▶ [Given task] Rewrite every row below, changing "innermost point" to "center point" wherever it occurs and keeping everything else the same. Omit the pictures from your output.

Excerpt from a data file
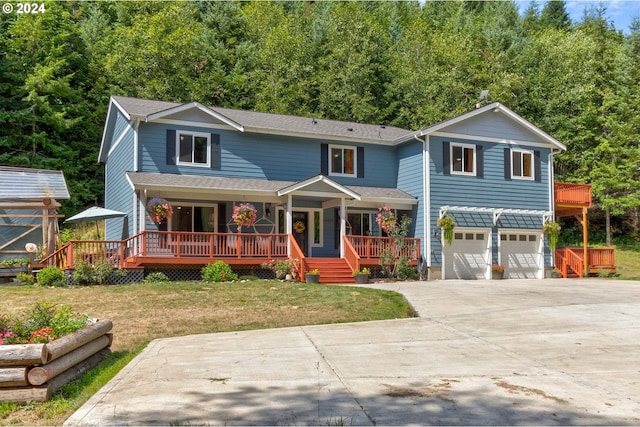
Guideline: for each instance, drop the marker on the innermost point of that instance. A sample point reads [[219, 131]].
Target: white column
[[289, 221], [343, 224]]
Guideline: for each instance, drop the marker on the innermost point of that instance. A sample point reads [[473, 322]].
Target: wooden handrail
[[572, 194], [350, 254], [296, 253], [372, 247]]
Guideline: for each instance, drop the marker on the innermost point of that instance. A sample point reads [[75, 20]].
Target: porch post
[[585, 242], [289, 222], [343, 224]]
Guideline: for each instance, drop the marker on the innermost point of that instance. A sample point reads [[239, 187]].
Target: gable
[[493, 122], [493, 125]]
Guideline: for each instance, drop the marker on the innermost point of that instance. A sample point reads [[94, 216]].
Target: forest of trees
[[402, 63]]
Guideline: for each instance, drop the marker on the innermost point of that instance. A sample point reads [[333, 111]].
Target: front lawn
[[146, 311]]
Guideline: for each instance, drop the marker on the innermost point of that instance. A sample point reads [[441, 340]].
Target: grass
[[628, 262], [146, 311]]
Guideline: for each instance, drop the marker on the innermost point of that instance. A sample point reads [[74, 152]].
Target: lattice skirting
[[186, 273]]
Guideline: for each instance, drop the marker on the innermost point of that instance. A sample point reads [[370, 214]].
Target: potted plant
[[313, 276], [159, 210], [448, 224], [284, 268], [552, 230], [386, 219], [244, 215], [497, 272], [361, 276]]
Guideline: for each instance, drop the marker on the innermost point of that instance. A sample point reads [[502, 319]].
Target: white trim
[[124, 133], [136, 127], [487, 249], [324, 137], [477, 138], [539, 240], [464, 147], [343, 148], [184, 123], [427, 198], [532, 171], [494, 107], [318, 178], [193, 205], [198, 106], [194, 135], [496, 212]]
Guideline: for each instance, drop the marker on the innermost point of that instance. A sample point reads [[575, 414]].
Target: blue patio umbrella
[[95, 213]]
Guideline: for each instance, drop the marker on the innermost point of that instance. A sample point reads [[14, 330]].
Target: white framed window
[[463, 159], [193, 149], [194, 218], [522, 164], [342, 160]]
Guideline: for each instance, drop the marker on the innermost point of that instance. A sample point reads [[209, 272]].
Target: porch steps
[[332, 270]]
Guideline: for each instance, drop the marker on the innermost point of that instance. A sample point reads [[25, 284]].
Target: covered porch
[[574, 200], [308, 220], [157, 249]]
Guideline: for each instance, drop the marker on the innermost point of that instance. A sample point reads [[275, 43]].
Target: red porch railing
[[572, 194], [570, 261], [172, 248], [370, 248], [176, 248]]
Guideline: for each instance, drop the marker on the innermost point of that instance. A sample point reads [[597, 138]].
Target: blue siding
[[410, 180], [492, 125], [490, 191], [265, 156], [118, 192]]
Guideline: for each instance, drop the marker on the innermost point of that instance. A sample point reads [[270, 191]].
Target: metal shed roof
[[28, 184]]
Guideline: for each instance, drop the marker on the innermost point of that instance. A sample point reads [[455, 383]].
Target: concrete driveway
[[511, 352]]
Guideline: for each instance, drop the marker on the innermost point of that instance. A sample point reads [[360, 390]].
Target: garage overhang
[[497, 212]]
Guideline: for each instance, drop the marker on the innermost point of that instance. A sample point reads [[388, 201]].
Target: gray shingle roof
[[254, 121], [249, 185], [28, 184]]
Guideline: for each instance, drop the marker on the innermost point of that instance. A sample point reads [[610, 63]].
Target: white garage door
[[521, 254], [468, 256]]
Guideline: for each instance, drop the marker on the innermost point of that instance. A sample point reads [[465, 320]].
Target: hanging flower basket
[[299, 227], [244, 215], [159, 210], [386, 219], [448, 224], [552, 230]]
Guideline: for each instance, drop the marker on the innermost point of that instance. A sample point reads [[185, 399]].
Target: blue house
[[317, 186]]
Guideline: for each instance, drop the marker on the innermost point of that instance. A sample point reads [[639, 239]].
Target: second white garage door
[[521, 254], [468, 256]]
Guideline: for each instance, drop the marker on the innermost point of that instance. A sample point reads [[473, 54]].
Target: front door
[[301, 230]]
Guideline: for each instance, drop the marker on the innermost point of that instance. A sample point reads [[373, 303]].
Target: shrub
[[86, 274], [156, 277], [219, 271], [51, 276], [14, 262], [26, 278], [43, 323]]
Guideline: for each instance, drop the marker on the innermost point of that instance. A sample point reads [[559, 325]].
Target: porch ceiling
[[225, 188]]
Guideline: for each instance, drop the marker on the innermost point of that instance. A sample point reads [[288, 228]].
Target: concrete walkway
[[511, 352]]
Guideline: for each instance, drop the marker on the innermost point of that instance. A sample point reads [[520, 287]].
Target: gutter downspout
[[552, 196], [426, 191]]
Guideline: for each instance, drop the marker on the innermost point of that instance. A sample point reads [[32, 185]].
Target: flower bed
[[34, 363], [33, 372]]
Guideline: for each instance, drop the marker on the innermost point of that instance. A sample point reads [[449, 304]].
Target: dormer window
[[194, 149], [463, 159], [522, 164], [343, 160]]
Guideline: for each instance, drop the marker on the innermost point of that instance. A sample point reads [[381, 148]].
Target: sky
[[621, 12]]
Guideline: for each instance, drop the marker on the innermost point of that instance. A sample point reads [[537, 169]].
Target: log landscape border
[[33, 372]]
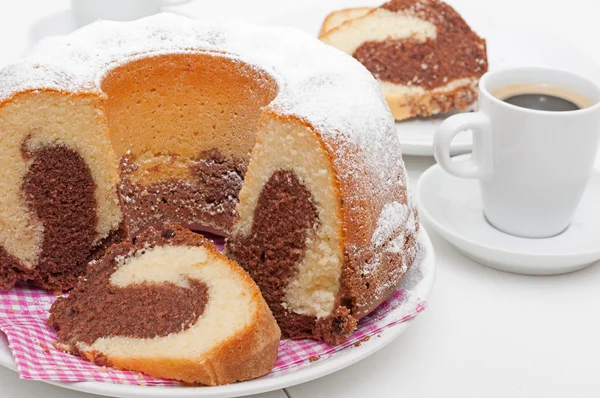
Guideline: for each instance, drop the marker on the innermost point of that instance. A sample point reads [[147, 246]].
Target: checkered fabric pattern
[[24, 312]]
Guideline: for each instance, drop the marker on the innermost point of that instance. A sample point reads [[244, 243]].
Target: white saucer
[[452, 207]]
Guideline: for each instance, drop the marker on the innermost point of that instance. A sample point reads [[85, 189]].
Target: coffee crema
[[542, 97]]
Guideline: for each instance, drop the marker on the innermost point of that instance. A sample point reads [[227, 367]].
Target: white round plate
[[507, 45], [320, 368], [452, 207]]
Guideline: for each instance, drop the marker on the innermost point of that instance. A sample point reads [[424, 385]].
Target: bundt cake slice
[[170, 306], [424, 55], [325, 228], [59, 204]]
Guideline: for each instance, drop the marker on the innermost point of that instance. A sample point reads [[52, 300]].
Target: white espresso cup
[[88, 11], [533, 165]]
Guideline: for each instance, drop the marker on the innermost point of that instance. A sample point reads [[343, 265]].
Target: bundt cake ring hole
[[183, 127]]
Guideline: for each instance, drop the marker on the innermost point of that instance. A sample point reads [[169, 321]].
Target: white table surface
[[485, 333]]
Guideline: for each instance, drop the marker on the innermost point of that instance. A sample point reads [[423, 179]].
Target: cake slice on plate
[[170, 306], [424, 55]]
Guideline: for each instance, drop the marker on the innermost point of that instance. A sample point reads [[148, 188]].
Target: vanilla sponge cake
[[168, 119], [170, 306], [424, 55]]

▶ [Expected answer]
Guideline: for each instance, drop the marker on the center point of that instance. A sample point reads [[219, 131]].
Target: white column
[[289, 221], [343, 224]]
Guideline: for each instance, drop the marker on the center point of that instance. A sample point reads [[473, 322]].
Target: wooden handrail
[[572, 194], [350, 254], [296, 253], [372, 247]]
Guideline: for each instance, drop the marker on the center point of that instance. A sample point reads [[75, 20]].
Target: porch post
[[585, 242], [289, 222], [343, 224]]
Guideline: for each instance, drop the marker on the center point of that instance. A sample point reads [[239, 187]].
Target: gable
[[493, 122], [493, 125]]
Guideline: for each instance, drop the marker on the center point of that instance. A sample point reads [[94, 216]].
Target: forest of trees
[[402, 63]]
Guideline: for each instance, drop the marker on the center point of that instance. A sample point reads [[333, 111]].
Target: front lawn
[[146, 311]]
Guideline: for each instance, drop the marker on the center point of that instance. A sample point reads [[441, 340]].
Target: grass
[[628, 262], [146, 311]]
Guideline: for each instance, drop the marker on the center point of that instance. A sample point reads [[74, 152]].
Target: lattice skirting
[[186, 273]]
Guideline: for each instance, drop the marker on the center point of that instance. A sample point reads [[370, 214]].
Target: potted plant
[[313, 276], [159, 210], [448, 224], [284, 268], [552, 230], [386, 219], [244, 215], [497, 272], [361, 276]]
Guideline: for each instance, drop the marker on the center point of that instance. A sample point reads [[502, 319]].
Target: white trim
[[124, 133], [136, 127], [487, 249], [324, 137], [477, 138], [539, 240], [464, 147], [343, 148], [184, 123], [427, 198], [532, 171], [494, 107], [318, 178], [193, 205], [198, 106], [194, 135], [496, 212]]
Guideline: for each instance, drop the marker on the center point of that instance. A sample point reads [[575, 414]].
Target: blue patio umbrella
[[95, 213]]
Guideline: for each instance, drop the marker on the center point of that instance. A sample point reads [[14, 330]].
Target: white framed window
[[463, 159], [193, 149], [194, 218], [522, 164], [342, 160]]
Guideline: for each instance, drop the marker on the center point of that instance. A sample point reads [[209, 272]].
Target: porch steps
[[332, 270]]
Guideline: for each instance, drop the marker on the center point of that instance. A sample point reads [[25, 284]].
Target: covered porch
[[574, 200], [308, 220], [157, 249]]
Guideline: for each instance, drop the marker on the center point of that instance. A sample point reads [[275, 43]].
Target: red porch railing
[[572, 194], [570, 261], [172, 248], [370, 248], [176, 248]]
Guideline: for each instance, drop the marker on the center point of that instance. A sample point reads [[597, 138]].
Target: blue siding
[[410, 180], [492, 125], [490, 191], [265, 156], [118, 192]]
Guideline: for each instance, drop the marker on the center point of that instance. A sample point reads [[270, 191]].
Target: metal shed roof
[[28, 184]]
Guideline: for each instance, drop the marker on the center point of that instance. A sample point reads [[455, 383]].
Target: concrete driveway
[[511, 352]]
Guideline: for each instance, drop the marker on the center point of that instance. A sample point reads [[360, 390]].
Target: garage overhang
[[497, 212]]
Guideline: for each instance, drop the marker on the center point of that instance. A sample point reads [[388, 201]].
Target: gray shingle roof
[[254, 121], [249, 185], [28, 184]]
Guideline: for each instance, drop the marker on the center point of that instance. A sample point reads [[610, 63]].
Target: white garage door
[[521, 254], [468, 256]]
Guideline: for each instance, drop the marker on the center point of that instance. A sample point reads [[465, 320]].
Target: hanging flower basket
[[299, 227], [244, 215], [159, 210], [386, 219], [448, 224], [552, 230]]
Guideline: for each instance, drop the marker on the center point of that instance. A sample point reads [[185, 399]].
Target: blue house
[[317, 186]]
Guideline: for each instance, drop the marker on the center point of that instance. A sample point reads [[639, 239]].
Target: second white garage door
[[521, 254], [468, 256]]
Guideline: for each instance, drop the marker on the center point of that instance. A sample point reads [[473, 54]].
Target: front door
[[301, 230]]
Guideline: for each instance, drop the marker on the center point of that instance. A sample point reads [[373, 303]].
Target: shrub
[[86, 274], [156, 277], [219, 271], [51, 276], [14, 262], [26, 278], [43, 323]]
Guideline: for each instance, drop the marker on the center point of that instance. A sample point reads [[559, 325]].
Target: porch ceiling
[[225, 188]]
Guideline: for each instance, drop the marker on the center point of that instance. A sample point reads [[288, 228]].
Target: concrete walkway
[[511, 352]]
Guideline: for each instance, drop the marker on the center point of that instance. A sample point reads [[520, 287]].
Target: gutter downspout
[[552, 196], [426, 191]]
Guideline: for each instance, drop the marker on the center point of that instance. A sample point reads [[32, 185]].
Target: flower bed
[[34, 363], [33, 372]]
Guideline: for each instance, drop the marker on the center point of that instance. A sample point reads [[449, 304]].
Target: dormer window
[[194, 149], [463, 159], [522, 164], [343, 160]]
Guideline: for each instance, drop the marker on the center point of that instance. A sample point reads [[381, 148]].
Target: sky
[[621, 12]]
Guideline: for each instance, drop the marker on the center point of that instance. A sample point reads [[537, 169]].
Target: log landscape border
[[33, 372]]
Guideline: for each instance, drop the marker on the center point of that instance. A sample point reads [[147, 246]].
Target: checkered fabric pattern
[[24, 312]]
Guideline: for each instance, drop the marker on the center point of that instance. A sample point reads [[244, 243]].
Target: white saucer
[[452, 207]]
Guideline: for each instance, drop the marker on the center point of that instance. A sample point reads [[85, 189]].
Target: coffee crema
[[542, 97]]
Guideline: for each instance, drop the marker on the center point of that instance. A sample point reads [[227, 367]].
Target: white round plate
[[507, 45], [320, 368], [452, 207]]
Guideline: for each instance, drop the marker on the center point of that instance. A sample point reads [[424, 385]].
Target: bundt cake slice
[[170, 306], [424, 55], [325, 228], [59, 204]]
Guideline: for each instance, drop the marker on the center point of that instance. A sample point reads [[52, 300]].
Target: white espresso cup
[[88, 11], [533, 165]]
Guideline: for each instance, drop the marker on the center point of that instance. A sample point reads [[343, 265]].
Target: bundt cake ring hole
[[183, 127]]
Guideline: for each instance, drop the marker on the center point of that instance. A sample point reads [[169, 321]].
Target: white table surface
[[485, 333]]
Guideline: for each instance, drop the marker on the center point of that instance. A sample point reads [[423, 179]].
Target: cake slice on plate
[[170, 306], [424, 55]]
Guideline: for each instance, drop the marker on the center point of that instance. A sample point reads [[148, 188]].
Target: vanilla sponge cake
[[168, 119], [170, 306], [424, 55]]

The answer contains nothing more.